Data records
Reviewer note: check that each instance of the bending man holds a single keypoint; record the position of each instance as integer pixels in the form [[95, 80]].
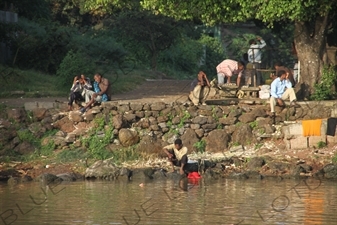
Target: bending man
[[200, 89], [177, 155]]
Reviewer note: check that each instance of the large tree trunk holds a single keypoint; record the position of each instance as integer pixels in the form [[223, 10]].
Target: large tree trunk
[[310, 42]]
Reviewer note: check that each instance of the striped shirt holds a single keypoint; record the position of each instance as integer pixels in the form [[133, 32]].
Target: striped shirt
[[229, 67]]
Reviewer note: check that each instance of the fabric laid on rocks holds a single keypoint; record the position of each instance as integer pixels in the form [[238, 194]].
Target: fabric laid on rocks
[[311, 127]]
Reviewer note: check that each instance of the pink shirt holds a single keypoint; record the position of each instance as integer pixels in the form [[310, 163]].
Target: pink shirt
[[229, 67]]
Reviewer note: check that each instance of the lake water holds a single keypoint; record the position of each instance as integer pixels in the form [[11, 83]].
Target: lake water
[[223, 201]]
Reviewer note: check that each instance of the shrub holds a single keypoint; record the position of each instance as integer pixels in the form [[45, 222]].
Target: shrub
[[323, 88], [74, 63], [98, 139]]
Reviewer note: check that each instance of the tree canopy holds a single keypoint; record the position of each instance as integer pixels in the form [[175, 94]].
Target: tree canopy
[[214, 11]]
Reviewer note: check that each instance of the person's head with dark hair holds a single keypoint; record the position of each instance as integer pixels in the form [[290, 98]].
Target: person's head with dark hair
[[178, 144], [278, 64], [98, 77], [252, 42], [241, 65], [245, 56], [280, 74]]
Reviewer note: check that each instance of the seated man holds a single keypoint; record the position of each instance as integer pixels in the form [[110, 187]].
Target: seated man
[[227, 68], [200, 89], [177, 155], [101, 92], [80, 84], [280, 90], [278, 66]]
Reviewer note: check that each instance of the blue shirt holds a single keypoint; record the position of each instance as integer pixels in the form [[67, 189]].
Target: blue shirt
[[277, 87]]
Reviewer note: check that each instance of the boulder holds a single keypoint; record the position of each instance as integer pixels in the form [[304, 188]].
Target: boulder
[[217, 141], [330, 171], [128, 137], [242, 135]]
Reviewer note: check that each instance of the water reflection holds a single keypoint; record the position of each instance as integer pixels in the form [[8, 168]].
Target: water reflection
[[224, 201]]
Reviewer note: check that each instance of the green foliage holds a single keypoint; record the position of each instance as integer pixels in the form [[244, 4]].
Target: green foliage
[[71, 155], [185, 117], [214, 54], [182, 56], [47, 149], [253, 124], [26, 135], [334, 158], [200, 146], [323, 89], [321, 144], [235, 144], [126, 154], [98, 139], [74, 63], [215, 12], [258, 145], [32, 82]]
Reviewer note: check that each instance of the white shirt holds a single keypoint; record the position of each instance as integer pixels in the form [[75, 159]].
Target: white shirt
[[254, 52]]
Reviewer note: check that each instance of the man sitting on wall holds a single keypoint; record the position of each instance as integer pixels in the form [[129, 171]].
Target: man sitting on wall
[[280, 90]]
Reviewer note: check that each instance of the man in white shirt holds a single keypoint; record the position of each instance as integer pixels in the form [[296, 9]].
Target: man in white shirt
[[254, 56], [177, 155], [280, 90]]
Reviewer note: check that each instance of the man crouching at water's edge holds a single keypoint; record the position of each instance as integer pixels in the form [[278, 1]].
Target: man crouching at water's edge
[[177, 155]]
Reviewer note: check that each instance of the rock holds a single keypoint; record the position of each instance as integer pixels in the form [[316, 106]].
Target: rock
[[17, 114], [247, 118], [107, 170], [69, 177], [189, 138], [124, 108], [48, 178], [128, 137], [228, 120], [158, 106], [330, 171], [130, 118], [255, 163], [150, 145], [118, 122], [24, 148], [200, 120], [136, 106], [39, 113], [75, 116], [217, 141], [279, 167], [64, 125], [37, 129], [242, 135]]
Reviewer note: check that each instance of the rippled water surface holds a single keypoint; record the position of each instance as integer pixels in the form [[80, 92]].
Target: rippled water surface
[[225, 201]]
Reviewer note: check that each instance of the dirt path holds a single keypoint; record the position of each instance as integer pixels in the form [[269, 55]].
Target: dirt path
[[163, 90]]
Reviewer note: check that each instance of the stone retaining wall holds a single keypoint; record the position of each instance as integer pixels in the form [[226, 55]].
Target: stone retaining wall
[[153, 124]]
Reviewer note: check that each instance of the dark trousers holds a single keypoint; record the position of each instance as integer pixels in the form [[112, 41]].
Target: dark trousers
[[75, 96]]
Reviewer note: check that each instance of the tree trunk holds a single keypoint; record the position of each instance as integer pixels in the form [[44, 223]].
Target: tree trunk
[[310, 42]]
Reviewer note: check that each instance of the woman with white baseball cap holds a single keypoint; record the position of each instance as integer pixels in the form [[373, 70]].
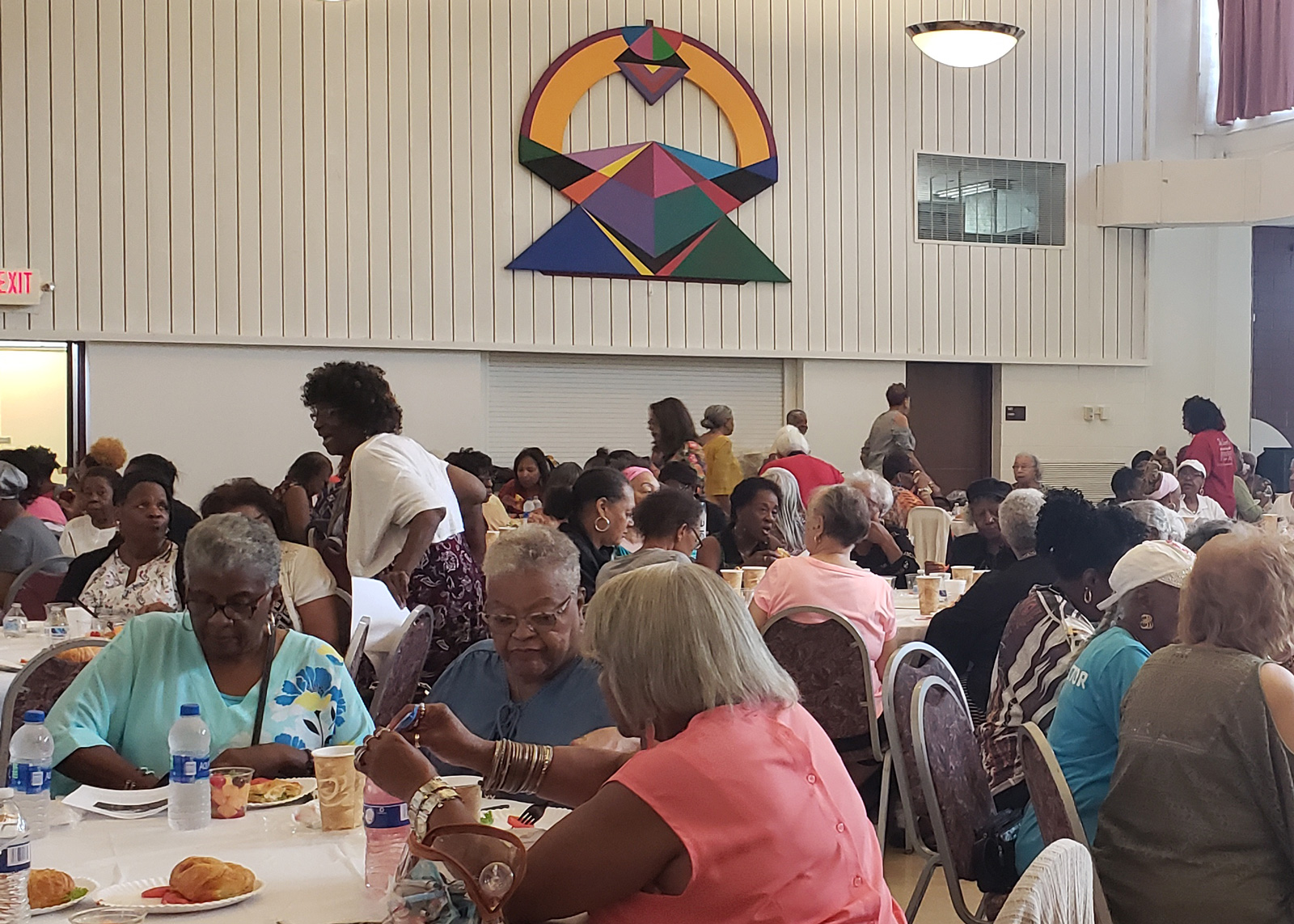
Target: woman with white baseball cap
[[1190, 476], [1140, 618]]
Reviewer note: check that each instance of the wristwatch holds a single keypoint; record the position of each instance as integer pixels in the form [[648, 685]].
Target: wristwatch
[[430, 796]]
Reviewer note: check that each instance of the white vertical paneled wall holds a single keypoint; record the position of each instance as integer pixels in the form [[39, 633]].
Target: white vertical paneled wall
[[302, 171]]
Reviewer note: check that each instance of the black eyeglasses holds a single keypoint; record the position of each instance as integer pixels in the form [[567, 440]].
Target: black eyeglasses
[[235, 612]]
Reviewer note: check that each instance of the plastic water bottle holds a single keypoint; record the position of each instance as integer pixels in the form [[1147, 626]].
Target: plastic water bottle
[[386, 827], [32, 756], [189, 795], [15, 862]]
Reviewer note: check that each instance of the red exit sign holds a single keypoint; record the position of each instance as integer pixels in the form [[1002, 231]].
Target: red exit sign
[[19, 288]]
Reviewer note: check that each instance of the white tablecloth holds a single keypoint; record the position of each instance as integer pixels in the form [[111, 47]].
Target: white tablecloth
[[311, 878], [16, 652]]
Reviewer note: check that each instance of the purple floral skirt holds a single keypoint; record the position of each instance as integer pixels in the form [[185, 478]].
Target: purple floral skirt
[[450, 584]]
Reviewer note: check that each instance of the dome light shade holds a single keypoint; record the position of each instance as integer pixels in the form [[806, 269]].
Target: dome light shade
[[963, 43]]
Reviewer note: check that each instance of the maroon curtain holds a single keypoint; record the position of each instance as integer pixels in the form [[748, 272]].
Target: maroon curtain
[[1255, 40]]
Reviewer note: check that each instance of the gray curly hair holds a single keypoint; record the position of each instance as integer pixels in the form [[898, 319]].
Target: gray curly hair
[[226, 541]]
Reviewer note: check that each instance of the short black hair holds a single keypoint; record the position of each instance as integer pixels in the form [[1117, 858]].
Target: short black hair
[[666, 512], [540, 460], [110, 475], [1200, 415], [159, 465], [679, 473], [144, 475], [894, 462], [474, 462], [750, 488], [1123, 482], [245, 492], [1077, 534], [987, 488], [360, 394], [593, 484], [897, 394], [307, 466]]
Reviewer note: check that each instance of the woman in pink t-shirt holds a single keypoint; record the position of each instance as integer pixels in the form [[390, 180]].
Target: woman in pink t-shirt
[[738, 808], [838, 519]]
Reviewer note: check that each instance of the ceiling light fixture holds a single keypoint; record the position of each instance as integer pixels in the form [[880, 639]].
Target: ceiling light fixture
[[966, 42]]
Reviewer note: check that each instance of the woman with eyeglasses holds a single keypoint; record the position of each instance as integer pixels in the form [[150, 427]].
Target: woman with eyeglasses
[[269, 695], [527, 682], [670, 521]]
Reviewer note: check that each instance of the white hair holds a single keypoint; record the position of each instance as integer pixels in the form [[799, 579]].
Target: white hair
[[877, 489], [674, 639], [1166, 523], [534, 547], [226, 541], [789, 441], [1017, 518]]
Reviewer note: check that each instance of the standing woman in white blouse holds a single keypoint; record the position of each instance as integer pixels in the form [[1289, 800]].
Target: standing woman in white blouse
[[398, 508]]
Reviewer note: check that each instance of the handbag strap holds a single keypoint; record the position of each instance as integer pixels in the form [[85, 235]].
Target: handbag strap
[[264, 685]]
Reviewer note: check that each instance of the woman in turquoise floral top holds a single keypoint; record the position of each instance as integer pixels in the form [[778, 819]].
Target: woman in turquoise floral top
[[110, 726]]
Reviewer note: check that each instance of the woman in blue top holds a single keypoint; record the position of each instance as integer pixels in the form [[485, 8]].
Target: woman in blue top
[[267, 695], [1142, 618], [528, 682]]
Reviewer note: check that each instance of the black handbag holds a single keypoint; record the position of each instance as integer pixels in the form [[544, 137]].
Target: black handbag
[[994, 853]]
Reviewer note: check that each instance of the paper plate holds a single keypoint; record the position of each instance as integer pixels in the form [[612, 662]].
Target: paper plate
[[82, 883], [308, 786], [129, 896]]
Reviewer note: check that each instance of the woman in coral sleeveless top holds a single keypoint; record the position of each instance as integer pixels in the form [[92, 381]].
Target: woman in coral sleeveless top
[[738, 808]]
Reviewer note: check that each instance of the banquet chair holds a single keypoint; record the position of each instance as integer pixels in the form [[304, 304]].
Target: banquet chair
[[36, 585], [1055, 889], [40, 682], [355, 652], [399, 678], [928, 528], [1054, 803], [954, 784], [830, 665], [909, 667]]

__ASSIGNED TASK__:
Using the records above, restate word for word the lines from the one with "Target: white tablecloth" through the one with "form [[150, 427]].", both included.

__ANSWER TO THIS PROBLEM__:
Target: white tablecloth
[[311, 878], [16, 652]]
Reviewer note: check that each instance of the purple floral skirt holds a single keypoint; record the position of each instance as integer pixels in the form [[185, 478]].
Target: purple floral skirt
[[450, 584]]
Reviewer note: check that each instance of the dome light shade holds a single keypoint; record the position of each instance as integer pixels in the form [[806, 269]].
Target: dome light shade
[[963, 43]]
Reviewer note: check that each instance of the maroon curtain holds a single keypoint; record the position of each instance as integer pixels in the form [[748, 272]].
Target: maroon curtain
[[1255, 40]]
Reviewer note: check that each instance of the gray curly hair holds a single keypoint; record the position of each instance as integer pixels in the form [[898, 319]].
Target: gray curly hair
[[226, 541]]
Reviewer note: check that each instance of the short black hair holds a single keypoint; record the position of each instance as integer pixels in the form [[1117, 858]].
Target: short black hair
[[666, 512], [540, 460], [110, 475], [1200, 415], [159, 465], [679, 473], [144, 475], [894, 462], [474, 462], [750, 488], [1123, 482], [245, 492], [1077, 534], [987, 488], [360, 394], [593, 484], [897, 394], [307, 466]]
Reviewer note: check that each instance of the woman in pink t-shirt holds a single keypoint; record the position of each instance as integer pixels in the form [[390, 180]].
Target: woman in pink t-shirt
[[738, 808], [838, 519]]
Reviewer note: check that each instance of the ceiling light fixture holds a single keypoint; record the position of each instance as integer pixels in the form [[880, 639]].
Target: ceiling light fixture
[[966, 42]]
Reviewer note: check that each instance of the woman with eyeglasses holds a single keypoint; record the position of each instance as integer pixels in the form [[150, 427]].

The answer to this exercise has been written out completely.